Consigne 1:
Extrayez des enregistrements chaque ligne qui contient le mot « dirt ».
::::::::
Il a été recueilli dans un livre préfacé et présenté par le cardinal Philippe Barbarin, archevêque de Lyon (France), et intitulé : La Miséricorde de Dieu sera-t-elle victorieuse ? (Ed. Parole et Silence, 2016).
Une invitation pour chaque baptisé à s’interroger, au cœur du jubilé, et à revigorer ses convictions au contact d’expériences décapantes d’hier et d’aujourd’hui : Pauline Jaricot, Jeanne Garnier, Tibhirine, Bataclan, Rwanda…
Nous publions, avec leur aimable autorisation, ce témoignage de Loïc et Véronique, les parents de Pierre et Charles, leurs fils jumeaux (22 ans) emportés dans une avalanche, la veille de Noël 2014.
Pierre était étudiant dans une école d’ingénieur à Grenoble, et Charles, élève-officier à l’Ecole de l’air de Salon-de-Provence. Tous deux étaient passionnés de montagne.
A.B.
::::::::
Consigne 2:
Répondez brièvement aux questions suivantes d'après le texte fourni.
(a) Quel est le titre du livre dans lequel le témoignage a été recueilli ?
(b) Quel âge avaient Pierre et Charles ?
(c) Dans quelle école Charles était-il élève-officier ?

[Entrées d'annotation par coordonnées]
::::::::
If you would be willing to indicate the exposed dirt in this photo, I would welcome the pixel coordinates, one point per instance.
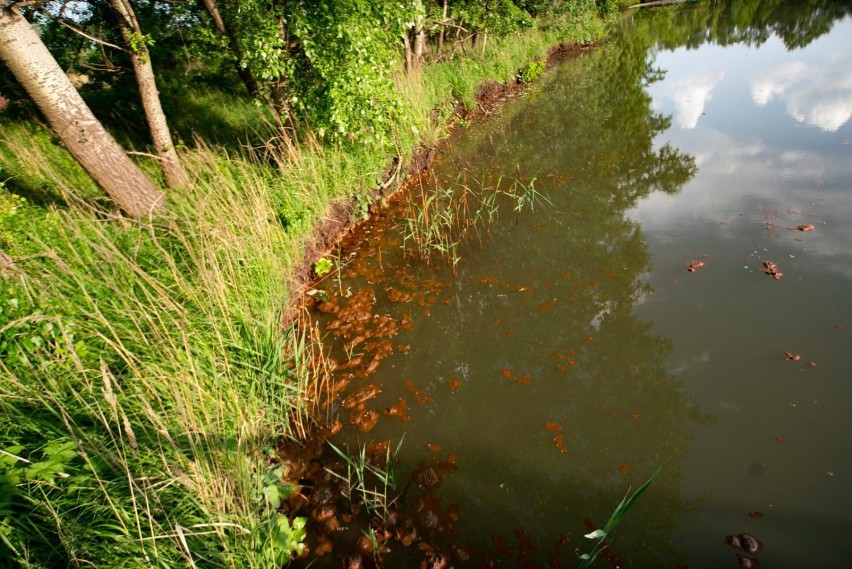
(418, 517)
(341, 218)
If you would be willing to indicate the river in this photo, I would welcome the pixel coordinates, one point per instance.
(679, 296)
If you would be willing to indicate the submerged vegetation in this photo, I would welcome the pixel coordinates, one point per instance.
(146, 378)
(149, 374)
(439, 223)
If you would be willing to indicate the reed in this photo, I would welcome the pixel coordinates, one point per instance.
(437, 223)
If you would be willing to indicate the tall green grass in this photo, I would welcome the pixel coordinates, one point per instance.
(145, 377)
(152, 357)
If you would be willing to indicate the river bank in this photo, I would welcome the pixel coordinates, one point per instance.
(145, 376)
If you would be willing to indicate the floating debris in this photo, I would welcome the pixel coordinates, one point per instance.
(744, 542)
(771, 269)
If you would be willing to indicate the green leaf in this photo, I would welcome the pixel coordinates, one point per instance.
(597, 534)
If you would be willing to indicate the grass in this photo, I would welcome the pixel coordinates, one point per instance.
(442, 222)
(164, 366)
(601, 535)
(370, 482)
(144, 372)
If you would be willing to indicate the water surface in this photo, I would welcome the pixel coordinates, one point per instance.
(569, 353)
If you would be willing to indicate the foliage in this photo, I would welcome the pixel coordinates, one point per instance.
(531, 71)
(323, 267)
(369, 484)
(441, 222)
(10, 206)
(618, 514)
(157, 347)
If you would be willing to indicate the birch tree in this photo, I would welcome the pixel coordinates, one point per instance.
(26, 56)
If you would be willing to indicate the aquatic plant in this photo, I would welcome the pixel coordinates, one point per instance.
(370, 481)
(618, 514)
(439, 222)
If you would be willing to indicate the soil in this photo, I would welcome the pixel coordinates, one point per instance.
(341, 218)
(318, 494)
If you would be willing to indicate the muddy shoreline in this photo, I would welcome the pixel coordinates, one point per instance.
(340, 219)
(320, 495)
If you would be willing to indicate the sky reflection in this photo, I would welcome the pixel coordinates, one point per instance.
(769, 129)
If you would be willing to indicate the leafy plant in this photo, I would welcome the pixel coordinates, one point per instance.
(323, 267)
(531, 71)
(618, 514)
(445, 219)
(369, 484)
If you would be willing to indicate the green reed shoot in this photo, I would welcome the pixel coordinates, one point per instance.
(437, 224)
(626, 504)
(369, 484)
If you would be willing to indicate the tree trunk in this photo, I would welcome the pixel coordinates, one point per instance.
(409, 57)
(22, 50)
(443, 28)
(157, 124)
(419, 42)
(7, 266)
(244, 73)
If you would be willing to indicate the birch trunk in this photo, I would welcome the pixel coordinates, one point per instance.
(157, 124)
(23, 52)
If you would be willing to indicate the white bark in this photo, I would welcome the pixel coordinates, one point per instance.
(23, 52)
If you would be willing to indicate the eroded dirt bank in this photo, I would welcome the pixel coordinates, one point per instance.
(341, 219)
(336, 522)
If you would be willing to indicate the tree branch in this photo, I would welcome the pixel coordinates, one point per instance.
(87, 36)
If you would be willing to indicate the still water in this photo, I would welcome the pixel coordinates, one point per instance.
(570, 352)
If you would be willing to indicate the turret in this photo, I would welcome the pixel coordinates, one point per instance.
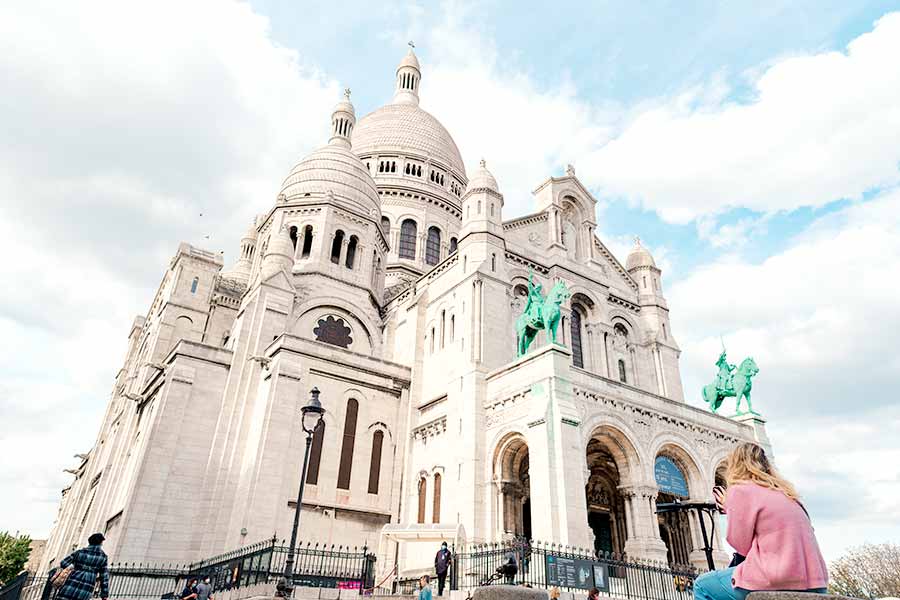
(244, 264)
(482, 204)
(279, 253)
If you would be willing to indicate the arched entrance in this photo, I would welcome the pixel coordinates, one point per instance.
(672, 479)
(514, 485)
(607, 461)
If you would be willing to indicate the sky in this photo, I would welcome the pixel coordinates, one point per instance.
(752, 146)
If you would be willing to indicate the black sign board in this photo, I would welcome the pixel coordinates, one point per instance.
::::::::
Corrigé complet 1:
If you would be willing to indicate the exposed dirt in this photo, I would welcome the pixel coordinates, one point per instance.
If you would be willing to indicate the eroded dirt bank in this photo, I would welcome the pixel coordinates, one point per instance.

Corrigé complet 2:
(a) La Miséricorde de Dieu sera-t-elle victorieuse ?
(b) 22 ans.
(c) L'Ecole de l'air de Salon-de-Provence.